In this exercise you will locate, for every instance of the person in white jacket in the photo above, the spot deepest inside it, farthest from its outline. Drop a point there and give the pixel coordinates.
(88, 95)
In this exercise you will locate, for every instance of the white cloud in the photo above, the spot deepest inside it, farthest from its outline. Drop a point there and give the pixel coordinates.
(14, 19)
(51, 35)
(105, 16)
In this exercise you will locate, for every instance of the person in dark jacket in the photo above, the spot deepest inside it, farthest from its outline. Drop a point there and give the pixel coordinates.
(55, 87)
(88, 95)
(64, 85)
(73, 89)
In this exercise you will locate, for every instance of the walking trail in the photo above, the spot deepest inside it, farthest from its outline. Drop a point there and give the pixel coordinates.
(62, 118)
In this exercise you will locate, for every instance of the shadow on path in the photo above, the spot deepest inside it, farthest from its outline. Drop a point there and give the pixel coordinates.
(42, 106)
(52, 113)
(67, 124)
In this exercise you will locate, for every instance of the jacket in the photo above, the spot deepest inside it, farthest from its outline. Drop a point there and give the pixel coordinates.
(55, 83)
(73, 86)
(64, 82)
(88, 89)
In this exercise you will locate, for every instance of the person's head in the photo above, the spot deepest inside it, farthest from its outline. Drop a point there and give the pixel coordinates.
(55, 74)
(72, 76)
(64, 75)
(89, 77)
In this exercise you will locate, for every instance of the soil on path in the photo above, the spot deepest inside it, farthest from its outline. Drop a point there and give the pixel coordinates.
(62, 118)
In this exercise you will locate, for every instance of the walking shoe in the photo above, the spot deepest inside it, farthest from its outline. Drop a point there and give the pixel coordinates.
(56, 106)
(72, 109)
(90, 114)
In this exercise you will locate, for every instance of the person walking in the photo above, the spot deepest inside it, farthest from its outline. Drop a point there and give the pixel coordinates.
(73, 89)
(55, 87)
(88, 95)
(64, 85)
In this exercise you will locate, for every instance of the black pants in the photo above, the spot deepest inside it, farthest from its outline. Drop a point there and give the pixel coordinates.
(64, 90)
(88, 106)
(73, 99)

○ ○ ○ ○ ○ ○ ○

**WORK TASK**. Exactly as shown above, write out all the records.

**YOUR SOLUTION**.
In this exercise you will locate, for every instance of the person in white jacket in the photo above, the spot deepest inside it, farthest from its outline. Drop a point there and give the pixel coordinates.
(88, 95)
In this exercise you will locate, for every instance of the white cloud in the photo above, the spot deepest inside it, farthest from its outline. Drop a point there and give the pixel coordinates.
(14, 19)
(51, 35)
(105, 16)
In this exercise you will locate, for every instance of the person in dark jacket in the photo above, the spot deepest inside it, farthest from its outline. Drop a point there and give the pixel coordinates.
(55, 87)
(88, 95)
(64, 85)
(73, 89)
In this exercise you will locate, for every instance of the walking trail in the photo above, the spot deepest inside it, farthest from its outline. Drop a point there and give the pixel coordinates.
(62, 118)
In this exercise you will locate, for every instance of the shadow on path in the photo above, the spot deepest inside it, farthest from its outline. Drop a point there and give the pixel coordinates.
(42, 106)
(52, 113)
(67, 124)
In this exercise you will locate, for every instance of the jacket in the photo above, the spot deepest inside it, farthest from its outline. Drop a point there and give the pixel coordinates.
(55, 83)
(73, 86)
(64, 82)
(88, 89)
In this exercise you will locate, for every instance of the person's head in the photo above, the spot deepest inside it, farthest from its outline. Drop a point there and give the pixel coordinates.
(55, 74)
(72, 76)
(64, 75)
(89, 77)
In this exercise you will locate, for every instance of the soil on path in the photo above, the spot deepest inside it, farthest from its outline. Drop a point there and give the pixel coordinates.
(62, 118)
In this exercise you will locate, for every instance of the walking shoe in the photo above, the spot deepest inside it, farthest from its outline. Drop a point there and give the pixel coordinates.
(56, 106)
(72, 109)
(90, 114)
In this exercise you will locate, for every instance of the person walking in the photo above, the spot deepest inside it, farthest from its outline. Drop a point there and give the pixel coordinates.
(73, 89)
(55, 87)
(88, 95)
(64, 85)
In this exercise you will locate, for every instance of the black pants in the photo above, the spot deepest inside it, farthest from its outline. Drop a point there and give the pixel coordinates.
(64, 90)
(88, 106)
(73, 99)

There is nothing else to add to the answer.